**Extracted text:**
::::

Sholban Artyomovich Kuzhuget (Шолбан Артёмович Кужугет; born February 20, 1987, in Chadan, Tuva ASSR) is a senator of the Russian Federation and a representative of the Great Khural of Tuva in the Federation Council of Russia, elected on May 21, 2025. He is a member of the Federation Council Committee on Social Policy.

==Biography==
Born February 20, 1987, in Chadan, Republic of Tuva. Graduated from the Kemerovo State Medical Academy in 2011.

Since 2013, he has worked as a surgeon in the admissions department of Republican Hospital No. 1.

Until 2019, he was the head of the admissions department. He then held the position of Deputy Chief Physician of Hospital No. 1 for organizational and methodological work. In September 2021, he became the head of Republican Hospital No. 2.

In January 2023, he became the director of the territorial Compulsory Medical Insurance Fund. During the COVID-19 pandemic, he prepared medical facilities for emergency operations.

::::

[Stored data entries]
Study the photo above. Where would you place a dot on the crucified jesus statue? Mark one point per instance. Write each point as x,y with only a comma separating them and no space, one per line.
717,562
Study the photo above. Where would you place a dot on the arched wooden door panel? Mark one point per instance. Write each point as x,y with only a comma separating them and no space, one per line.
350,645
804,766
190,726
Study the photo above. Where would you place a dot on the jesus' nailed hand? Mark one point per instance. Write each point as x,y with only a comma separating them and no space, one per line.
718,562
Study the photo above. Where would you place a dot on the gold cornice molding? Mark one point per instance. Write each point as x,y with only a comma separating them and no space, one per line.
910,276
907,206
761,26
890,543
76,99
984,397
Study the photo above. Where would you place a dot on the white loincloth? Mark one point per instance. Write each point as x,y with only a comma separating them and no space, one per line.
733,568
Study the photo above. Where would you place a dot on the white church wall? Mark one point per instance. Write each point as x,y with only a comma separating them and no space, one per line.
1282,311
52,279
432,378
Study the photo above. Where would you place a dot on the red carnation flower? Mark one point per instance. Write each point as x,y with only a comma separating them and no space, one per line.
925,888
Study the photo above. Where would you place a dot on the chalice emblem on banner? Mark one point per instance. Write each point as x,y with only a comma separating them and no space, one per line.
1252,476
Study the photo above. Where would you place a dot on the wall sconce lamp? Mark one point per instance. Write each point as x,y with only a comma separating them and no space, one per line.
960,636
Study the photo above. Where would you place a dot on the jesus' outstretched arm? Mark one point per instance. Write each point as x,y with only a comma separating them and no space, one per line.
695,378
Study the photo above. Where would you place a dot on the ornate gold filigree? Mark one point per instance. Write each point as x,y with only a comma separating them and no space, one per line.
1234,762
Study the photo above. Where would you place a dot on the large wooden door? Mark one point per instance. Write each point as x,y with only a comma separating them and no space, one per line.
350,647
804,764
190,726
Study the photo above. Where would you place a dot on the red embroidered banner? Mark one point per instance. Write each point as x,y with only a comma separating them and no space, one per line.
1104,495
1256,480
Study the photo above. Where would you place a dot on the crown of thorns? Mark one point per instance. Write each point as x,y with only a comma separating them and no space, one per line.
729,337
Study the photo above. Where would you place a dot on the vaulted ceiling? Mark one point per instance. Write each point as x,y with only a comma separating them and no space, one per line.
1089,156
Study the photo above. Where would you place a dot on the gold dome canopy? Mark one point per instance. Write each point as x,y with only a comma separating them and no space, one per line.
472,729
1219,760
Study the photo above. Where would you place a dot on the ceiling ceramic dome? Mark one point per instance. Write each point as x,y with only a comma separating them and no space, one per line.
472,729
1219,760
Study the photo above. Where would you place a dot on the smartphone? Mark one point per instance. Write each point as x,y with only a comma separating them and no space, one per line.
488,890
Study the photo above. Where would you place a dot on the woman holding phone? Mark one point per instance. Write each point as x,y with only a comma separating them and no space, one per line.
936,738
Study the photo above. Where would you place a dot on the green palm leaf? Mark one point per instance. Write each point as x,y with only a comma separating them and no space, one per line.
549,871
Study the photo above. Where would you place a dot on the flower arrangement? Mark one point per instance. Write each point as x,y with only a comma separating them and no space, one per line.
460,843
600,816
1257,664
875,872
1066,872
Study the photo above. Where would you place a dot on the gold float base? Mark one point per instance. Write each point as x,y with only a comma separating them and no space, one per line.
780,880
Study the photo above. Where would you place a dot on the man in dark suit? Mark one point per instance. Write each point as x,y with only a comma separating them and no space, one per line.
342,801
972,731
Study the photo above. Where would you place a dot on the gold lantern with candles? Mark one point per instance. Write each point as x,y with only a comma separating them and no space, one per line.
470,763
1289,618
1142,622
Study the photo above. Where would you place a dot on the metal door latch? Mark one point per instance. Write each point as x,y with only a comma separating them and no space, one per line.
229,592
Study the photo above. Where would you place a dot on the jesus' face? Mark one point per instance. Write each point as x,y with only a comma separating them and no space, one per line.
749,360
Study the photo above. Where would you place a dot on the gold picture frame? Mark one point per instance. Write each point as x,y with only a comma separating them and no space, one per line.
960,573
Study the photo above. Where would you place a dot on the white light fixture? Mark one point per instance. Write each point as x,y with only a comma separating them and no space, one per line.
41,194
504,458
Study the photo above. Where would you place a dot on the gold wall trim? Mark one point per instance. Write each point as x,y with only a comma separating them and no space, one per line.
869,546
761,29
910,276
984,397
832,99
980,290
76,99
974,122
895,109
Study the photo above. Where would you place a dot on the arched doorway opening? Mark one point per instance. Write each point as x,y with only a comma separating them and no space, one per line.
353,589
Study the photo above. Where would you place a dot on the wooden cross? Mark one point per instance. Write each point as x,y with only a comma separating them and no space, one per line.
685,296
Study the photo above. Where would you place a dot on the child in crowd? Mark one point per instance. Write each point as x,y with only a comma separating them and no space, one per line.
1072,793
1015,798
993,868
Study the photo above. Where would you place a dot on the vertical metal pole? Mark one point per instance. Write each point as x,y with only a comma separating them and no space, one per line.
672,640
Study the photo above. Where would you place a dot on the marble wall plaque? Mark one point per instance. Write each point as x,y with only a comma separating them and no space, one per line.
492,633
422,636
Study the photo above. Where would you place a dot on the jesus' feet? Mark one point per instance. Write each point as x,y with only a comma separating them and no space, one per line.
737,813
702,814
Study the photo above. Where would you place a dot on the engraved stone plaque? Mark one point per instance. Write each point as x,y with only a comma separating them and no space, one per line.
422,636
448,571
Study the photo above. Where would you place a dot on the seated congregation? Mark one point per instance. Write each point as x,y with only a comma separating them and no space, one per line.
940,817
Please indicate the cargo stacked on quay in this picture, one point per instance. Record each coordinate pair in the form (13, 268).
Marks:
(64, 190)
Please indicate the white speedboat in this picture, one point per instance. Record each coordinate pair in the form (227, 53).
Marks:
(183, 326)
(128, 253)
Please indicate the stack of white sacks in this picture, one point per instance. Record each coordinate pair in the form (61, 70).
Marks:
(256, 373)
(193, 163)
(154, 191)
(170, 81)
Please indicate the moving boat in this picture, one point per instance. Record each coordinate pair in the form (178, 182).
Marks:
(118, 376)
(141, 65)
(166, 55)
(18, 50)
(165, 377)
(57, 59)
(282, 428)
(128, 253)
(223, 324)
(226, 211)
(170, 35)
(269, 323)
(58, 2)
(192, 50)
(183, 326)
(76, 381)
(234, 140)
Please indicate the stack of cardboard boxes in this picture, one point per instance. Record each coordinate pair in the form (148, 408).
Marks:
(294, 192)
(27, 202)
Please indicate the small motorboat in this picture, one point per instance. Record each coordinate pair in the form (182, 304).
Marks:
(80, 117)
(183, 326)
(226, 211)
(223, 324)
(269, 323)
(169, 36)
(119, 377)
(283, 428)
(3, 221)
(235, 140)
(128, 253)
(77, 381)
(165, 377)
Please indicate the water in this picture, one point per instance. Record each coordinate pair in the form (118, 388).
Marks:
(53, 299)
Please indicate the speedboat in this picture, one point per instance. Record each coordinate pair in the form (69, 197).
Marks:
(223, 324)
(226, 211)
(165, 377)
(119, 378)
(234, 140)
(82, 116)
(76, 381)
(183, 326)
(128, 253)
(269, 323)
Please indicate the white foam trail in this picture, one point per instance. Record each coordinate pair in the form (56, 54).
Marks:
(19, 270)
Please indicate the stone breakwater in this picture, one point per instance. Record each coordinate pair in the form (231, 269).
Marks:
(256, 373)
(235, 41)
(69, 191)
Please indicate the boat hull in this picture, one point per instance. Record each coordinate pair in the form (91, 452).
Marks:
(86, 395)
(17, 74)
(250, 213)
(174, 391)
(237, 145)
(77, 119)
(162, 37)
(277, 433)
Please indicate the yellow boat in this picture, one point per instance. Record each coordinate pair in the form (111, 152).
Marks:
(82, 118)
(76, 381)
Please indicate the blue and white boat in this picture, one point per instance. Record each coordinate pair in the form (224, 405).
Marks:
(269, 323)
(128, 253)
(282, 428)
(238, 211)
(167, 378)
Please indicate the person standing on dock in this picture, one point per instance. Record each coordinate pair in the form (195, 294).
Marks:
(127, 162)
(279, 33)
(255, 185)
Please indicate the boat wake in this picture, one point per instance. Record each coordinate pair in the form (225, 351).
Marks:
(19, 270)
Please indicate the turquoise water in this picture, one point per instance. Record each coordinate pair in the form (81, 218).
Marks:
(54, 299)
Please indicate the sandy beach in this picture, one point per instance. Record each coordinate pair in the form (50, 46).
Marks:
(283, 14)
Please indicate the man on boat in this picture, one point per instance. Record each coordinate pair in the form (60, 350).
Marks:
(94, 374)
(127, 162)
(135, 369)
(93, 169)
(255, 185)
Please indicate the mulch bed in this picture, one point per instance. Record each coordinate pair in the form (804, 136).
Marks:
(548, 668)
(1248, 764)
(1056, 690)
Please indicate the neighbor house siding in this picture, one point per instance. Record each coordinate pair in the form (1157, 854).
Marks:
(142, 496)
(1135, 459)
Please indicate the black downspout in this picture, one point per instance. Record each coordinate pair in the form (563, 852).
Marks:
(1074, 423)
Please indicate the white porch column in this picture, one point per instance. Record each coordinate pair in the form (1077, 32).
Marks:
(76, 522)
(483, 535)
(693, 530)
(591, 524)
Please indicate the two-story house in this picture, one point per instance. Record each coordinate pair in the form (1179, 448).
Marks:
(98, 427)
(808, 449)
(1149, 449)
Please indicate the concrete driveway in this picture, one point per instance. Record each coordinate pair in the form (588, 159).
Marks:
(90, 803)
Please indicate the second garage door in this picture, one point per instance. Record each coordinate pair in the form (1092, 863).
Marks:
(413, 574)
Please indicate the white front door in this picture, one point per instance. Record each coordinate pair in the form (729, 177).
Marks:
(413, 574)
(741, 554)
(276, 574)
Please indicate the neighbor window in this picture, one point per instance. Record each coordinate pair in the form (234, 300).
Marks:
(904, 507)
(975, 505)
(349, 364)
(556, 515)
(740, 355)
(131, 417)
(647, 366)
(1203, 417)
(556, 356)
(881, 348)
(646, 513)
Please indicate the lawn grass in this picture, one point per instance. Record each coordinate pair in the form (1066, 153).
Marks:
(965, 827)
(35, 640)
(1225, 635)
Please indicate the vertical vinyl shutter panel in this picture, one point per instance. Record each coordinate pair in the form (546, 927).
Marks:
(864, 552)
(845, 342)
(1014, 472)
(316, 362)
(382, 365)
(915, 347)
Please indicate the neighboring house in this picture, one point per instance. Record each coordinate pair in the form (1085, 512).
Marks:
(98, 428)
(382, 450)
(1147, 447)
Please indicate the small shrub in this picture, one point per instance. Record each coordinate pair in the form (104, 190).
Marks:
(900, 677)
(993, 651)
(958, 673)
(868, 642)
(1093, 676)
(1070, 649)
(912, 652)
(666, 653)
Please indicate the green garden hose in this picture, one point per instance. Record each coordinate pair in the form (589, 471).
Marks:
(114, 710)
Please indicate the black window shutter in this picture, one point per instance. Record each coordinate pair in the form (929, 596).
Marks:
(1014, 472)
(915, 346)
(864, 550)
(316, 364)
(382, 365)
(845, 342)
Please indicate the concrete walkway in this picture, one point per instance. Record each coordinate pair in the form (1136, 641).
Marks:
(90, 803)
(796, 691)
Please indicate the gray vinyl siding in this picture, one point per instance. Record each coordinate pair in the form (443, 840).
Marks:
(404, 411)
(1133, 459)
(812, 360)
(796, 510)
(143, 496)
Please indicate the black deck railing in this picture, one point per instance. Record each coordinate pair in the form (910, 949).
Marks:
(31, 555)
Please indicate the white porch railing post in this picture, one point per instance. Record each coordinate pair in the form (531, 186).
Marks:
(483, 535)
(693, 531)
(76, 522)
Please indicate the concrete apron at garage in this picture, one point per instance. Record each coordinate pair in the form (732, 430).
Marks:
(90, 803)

::::

**Aim of the exercise:** Write the next part of the biography of Sholban Kuzhuget, beginning right after its final sentence.

**Result of the task:**
In 2020, he was awarded the Certificate of Honor of the Tuva Ministry of Health.

===Political career===
In 2024, he was elected as a deputy of the Tuva Supreme Khural from United Russia.

On May 21, 2025, Kuzhuget was appointed senator, replacing Dina Oyun, who had represented the republic in the Federation Council since 2019 and resigned in March 2025.

In 2024, there was information that former Deputy Minister of Defense of the Russian Federation Ruslan Tsalikov could become a senator from Tuva. He was included in the renewed parliamentary composition of the Tuva Supreme Khural, but his candidacy was not approved for appointment as a senator in the Federation Council.